◆ EXERCISE 1 ◆
For the thread on predicting weather versus motion in space, state whether each statement agrees with the text, answering yes or no and quoting the words of the text that decide it: (a) Weather results from the molecules in Earth's atmosphere bumping into each other. (b) The motion of objects in the solar system involves two-body systems that are mathematically unstable. (c) Eclipses and transits can be predicted many years in advance.
** START DOCUMENT **
Space is easy; it’s empty. The overwhelming majority of interactions in space are just gravity pulling things around.

Weather is the sum total of the 10^44 molecules in Earth’s atmosphere all bumping into each other. That gets hard to calculate with precision beyond short-term predictions.

So compare a system with 10^44 objects interacting vs. a system with 11 objects interacting (i.e. the Sun, the planets, and whatever individual object you care about).

How predicable something is depends on the number of factors, not the size of the system. In regards to the solar system, there are few bodies large enough to affect the whole and they all follow simple, easy to predict rules (Newtons laws of motion, taught to middle schoolers). To predict the weather perfectly, you’d have to know the location and energy of every single air molecule in the atmosphere, which follows much more complicated fluid dynamic rules (something people put on the level of relativity and quantum mechanics in terms of years of study needed to understand it)

Earth’s enviro-sphere is pretty complex. Interactions between ground temperature, planetary albedo, minutes of sunlight, time of year, snow, water, foliage cover, water temperature, ocean currents, the magnetosphere, ionosphere, im-probably-forgetting-a-sphere, wind speed, air pressure, air _quality_, all are one big non-linear complicated mess that we _think_ we know how to simulate (obviously, our forecasts are pretty good), but probably have only just scratched the surface on. I mean, there’s a reason why more accurate climate and weather change prediction models need to run on supercomputers.

Stuff in space on the other hand, by and large, follows Newtonian physics. At least as far as most practical purposes. An object at motion stays in motion etc. Once something is orbiting something larger, it either continues to orbit, the orbit decays or is perturbed, or something accelerates or perturbs it out of that orbit.

For most purposes, every body in our solar system can be thought to be as part of one or two two-body systems. Earth orbits the Sun. The moon orbits Earth. Apollo capsule orbits the Moon. Is it true that the sun affects the orbit of a capsule in orbit around the Moon? Absolutely it does. So does the Earth. BUT, since gravity is inversely proportional to the distance, the effect of the closer body has a much more significant effect; often to the point that the other bodies’ effects are negligible.

Having said that, we do have a good idea of how say Jupiter’s gravity affects Earth’s orbit around the sun (exactly how and how much of an effect it is I don’t know, but its there), but its impact is somewhat negligible compared to the math of us flying to the Moon or Mars or whatever.

What do you mean by “predicting things in space”?

Weather is mathematically chaotic, which means it outcomes change dramatically with only tiny differences in input. Ergo the ability to predict accurately degrades significantly with increased time.

By comparison motion of objects in our solar system are (for the most part) two-body systems, which are mathematically stable.

There really isn’t any link between these two things, and I have no idea why you’ve decided to group them together in this question. You’ve basically asked why is “hard-thing” hard to do when this completely unrelated “easy-thing” is easy.

There aren’t that many variables in deep space. There’s only a few nearby objects massive enough to exert meaningful gravitational influence and so things move very much like clockwork. Eclipses and transits can be predicted with extreme accuracy many years in advance.
** END DOCUMENT **
◆ EXERCISE 2 ◆
From the dataset rows below, extract everything from the line containing "Target: security camera on pole" down to the end of the dataset rows, including both ends, and reproduce those lines without changes.
** START RECORD EXTRACTS **
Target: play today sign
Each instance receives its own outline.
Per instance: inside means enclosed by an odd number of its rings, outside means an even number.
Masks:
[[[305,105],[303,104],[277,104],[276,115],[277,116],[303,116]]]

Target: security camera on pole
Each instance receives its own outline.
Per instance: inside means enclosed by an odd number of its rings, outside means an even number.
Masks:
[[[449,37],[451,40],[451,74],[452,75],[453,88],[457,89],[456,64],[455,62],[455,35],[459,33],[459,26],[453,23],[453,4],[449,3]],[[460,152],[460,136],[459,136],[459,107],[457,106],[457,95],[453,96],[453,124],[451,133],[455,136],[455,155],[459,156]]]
** END RECORD EXTRACTS **
◆ TASK ANSWER 1 ◆
(a) Yes: "Weather is the sum total of the 10^44 molecules in Earth’s atmosphere all bumping into each other."
(b) No: "two-body systems, which are mathematically stable."
(c) Yes: "Eclipses and transits can be predicted with extreme accuracy many years in advance."

◆ TASK ANSWER 2 ◆
Target: security camera on pole
Each instance receives its own outline.
Per instance: inside means enclosed by an odd number of its rings, outside means an even number.
Masks:
[[[449,37],[451,40],[451,74],[452,75],[453,88],[457,89],[456,64],[455,62],[455,35],[459,33],[459,26],[453,23],[453,4],[449,3]],[[460,152],[460,136],[459,136],[459,107],[457,106],[457,95],[453,96],[453,124],[451,133],[455,136],[455,155],[459,156]]]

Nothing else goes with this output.